Copia el fragmento de la entrevista sobre Kentukis a partir de las palabras que contienen "Ahí me apareció" y termina después de "en el futuro?". En la copia, renombra "ciencia ficción" como "literatura fantástica".

→ Fragmento para leer:

----------------------------------------

Ahí me apareció la idea del kentuki, pero tardó en convertirse en novela”,
cuenta Schweblin en la entrevista con Página / 12. “Lo que propone un kentuki
es el acceso remoto de un ciudadano a la vida privada de otro. No hay nada
nuevo. Me llama la atención que a muchos lectores les dispara la idea de la
ciencia ficción, un género que disfruto como lectora, pero me pregunto por qué
hacemos ese salto, por qué vivimos en una realidad hiperconectada con tanta
naturalidad que todo está aceptado y nada nos hace ruido, pero cuando trasladamos
eso a la literatura es una novela que habla de las tecnologías. No creo que
Kentukis sea una novela de ciencia ficción porque no ocurre nada en una
instancia futura. Pensar las tecnologías todavía nos resulta algo que pertenece
al futuro; ahí hay un ruido muy extraño que me encanta”.
¿Por qué se ponen las
tecnologías en el futuro?
Todavía las estamos
digiriendo; es algo que por su propia utilidad y por lo que resuelve durante el
día, uno la absorbe muy rápido, pero como sociedad aún nos falta decidir un
montón de límites legales, límites logísticos, pero también límites morales;
límites respecto a dónde empieza lo privado y dónde lo público, hasta dónde se
puede ver o avanzar sobre la mirada del otro. Todo esto todavía está muy a flor
de piel.

----------------------------------------

→ Datos mostrados:
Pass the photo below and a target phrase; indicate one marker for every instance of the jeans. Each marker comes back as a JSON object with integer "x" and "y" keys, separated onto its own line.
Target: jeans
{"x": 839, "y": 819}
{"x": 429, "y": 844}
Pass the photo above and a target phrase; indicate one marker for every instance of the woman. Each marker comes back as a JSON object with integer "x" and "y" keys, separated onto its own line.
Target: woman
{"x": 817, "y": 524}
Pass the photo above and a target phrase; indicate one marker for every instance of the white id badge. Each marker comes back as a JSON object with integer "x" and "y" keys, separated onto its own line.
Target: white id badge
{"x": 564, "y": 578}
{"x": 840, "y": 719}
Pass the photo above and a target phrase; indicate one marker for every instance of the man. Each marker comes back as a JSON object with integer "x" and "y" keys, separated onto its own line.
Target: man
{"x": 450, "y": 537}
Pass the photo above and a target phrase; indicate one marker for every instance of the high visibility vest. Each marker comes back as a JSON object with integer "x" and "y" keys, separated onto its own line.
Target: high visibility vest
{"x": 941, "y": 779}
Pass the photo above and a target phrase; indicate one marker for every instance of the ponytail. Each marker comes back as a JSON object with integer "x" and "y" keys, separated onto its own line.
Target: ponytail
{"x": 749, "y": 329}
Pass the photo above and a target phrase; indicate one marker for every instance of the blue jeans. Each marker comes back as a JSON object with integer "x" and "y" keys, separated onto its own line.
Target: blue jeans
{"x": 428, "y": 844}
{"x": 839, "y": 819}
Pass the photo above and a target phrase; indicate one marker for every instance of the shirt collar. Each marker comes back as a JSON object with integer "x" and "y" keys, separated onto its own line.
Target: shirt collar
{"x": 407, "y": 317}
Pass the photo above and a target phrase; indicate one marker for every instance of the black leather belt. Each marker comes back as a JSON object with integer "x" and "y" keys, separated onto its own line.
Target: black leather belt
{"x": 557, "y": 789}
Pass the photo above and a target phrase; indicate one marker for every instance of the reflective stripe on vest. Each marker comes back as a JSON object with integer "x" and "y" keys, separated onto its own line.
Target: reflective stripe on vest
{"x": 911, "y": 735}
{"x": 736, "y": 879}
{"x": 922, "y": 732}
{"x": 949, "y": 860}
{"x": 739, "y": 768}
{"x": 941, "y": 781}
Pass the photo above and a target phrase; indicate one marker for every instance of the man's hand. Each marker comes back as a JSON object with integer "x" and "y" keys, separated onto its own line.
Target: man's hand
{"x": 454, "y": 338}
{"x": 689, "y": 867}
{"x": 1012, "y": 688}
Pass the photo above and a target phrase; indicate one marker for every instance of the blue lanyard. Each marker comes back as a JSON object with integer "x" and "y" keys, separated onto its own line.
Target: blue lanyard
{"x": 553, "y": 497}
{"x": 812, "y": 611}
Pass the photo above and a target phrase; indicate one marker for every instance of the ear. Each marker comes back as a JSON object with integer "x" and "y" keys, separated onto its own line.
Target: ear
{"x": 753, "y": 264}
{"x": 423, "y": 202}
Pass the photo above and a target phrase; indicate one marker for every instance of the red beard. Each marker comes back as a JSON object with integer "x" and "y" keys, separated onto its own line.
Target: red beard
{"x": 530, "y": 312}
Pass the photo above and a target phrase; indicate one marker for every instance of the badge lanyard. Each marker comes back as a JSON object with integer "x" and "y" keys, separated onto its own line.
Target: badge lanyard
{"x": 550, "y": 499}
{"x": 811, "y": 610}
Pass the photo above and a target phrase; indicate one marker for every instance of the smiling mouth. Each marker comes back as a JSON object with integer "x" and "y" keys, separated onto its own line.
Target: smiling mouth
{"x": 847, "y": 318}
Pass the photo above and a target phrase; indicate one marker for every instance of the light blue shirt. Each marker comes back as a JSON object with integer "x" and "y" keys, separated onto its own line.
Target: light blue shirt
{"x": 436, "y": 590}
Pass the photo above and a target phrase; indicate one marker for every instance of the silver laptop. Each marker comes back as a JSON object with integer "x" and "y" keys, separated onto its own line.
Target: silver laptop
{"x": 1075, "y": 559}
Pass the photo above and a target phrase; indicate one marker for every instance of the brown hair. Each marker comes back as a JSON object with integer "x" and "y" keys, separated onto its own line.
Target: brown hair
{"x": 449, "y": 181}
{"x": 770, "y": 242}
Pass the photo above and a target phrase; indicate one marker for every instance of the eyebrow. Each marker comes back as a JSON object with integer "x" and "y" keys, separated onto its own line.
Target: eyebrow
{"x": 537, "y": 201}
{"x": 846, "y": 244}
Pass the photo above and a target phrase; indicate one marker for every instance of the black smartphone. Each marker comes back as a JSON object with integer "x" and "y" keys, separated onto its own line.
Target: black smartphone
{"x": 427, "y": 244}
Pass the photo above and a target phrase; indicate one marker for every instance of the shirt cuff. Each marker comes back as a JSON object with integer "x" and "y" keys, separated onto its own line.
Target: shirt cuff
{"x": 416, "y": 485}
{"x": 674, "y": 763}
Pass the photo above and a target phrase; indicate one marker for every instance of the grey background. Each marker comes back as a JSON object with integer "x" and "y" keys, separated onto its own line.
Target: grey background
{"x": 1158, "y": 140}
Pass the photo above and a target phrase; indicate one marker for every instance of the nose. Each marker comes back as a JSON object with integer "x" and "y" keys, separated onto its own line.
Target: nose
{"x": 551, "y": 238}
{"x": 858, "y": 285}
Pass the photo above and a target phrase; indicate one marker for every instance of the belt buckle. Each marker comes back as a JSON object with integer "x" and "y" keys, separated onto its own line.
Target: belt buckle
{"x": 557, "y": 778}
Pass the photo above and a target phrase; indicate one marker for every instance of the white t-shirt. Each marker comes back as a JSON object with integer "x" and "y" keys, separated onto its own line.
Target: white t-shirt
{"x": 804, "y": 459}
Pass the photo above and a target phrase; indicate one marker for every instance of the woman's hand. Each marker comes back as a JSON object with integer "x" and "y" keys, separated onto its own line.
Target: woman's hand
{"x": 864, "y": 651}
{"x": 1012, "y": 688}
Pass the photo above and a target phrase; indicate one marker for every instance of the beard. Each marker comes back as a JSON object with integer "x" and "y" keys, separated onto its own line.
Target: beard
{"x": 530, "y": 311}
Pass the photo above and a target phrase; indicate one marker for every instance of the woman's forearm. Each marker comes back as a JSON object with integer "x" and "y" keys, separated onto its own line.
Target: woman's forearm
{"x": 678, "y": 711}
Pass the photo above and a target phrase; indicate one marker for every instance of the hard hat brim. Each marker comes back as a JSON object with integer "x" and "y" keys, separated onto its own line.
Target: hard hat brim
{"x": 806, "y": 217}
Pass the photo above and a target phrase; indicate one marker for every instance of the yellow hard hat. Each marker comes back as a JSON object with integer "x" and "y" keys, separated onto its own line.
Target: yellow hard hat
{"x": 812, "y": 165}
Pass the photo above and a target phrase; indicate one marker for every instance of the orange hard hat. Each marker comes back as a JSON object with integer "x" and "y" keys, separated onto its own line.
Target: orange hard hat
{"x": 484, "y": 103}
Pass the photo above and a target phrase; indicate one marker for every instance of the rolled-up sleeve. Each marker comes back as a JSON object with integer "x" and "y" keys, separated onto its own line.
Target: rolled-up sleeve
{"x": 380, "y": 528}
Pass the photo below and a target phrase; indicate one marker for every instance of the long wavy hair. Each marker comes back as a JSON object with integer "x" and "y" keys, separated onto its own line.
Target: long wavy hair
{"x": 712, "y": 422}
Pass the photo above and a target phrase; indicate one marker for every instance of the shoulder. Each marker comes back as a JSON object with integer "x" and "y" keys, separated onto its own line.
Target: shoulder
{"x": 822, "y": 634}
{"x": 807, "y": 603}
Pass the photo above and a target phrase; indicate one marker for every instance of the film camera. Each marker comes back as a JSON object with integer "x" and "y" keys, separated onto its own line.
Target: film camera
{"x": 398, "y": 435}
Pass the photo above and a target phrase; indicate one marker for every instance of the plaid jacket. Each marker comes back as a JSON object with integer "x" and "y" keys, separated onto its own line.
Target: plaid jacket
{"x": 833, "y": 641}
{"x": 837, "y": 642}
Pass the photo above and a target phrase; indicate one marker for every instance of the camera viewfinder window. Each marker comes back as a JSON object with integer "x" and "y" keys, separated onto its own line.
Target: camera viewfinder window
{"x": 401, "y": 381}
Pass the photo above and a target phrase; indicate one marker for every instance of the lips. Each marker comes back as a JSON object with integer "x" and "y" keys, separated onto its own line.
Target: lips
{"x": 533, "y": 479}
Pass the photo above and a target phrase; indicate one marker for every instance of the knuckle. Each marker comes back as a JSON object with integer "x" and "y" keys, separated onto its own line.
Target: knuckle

----------------------------------------

→ Respuesta del ejercicio:
Ahí me apareció la idea del kentuki, pero tardó en convertirse en novela”,
cuenta Schweblin en la entrevista con Página / 12. “Lo que propone un kentuki
es el acceso remoto de un ciudadano a la vida privada de otro. No hay nada
nuevo. Me llama la atención que a muchos lectores les dispara la idea de la
literatura fantástica, un género que disfruto como lectora, pero me pregunto por qué
hacemos ese salto, por qué vivimos en una realidad hiperconectada con tanta
naturalidad que todo está aceptado y nada nos hace ruido, pero cuando trasladamos
eso a la literatura es una novela que habla de las tecnologías. No creo que
Kentukis sea una novela de literatura fantástica porque no ocurre nada en una
instancia futura. Pensar las tecnologías todavía nos resulta algo que pertenece
al futuro; ahí hay un ruido muy extraño que me encanta”.
¿Por qué se ponen las
tecnologías en el futuro?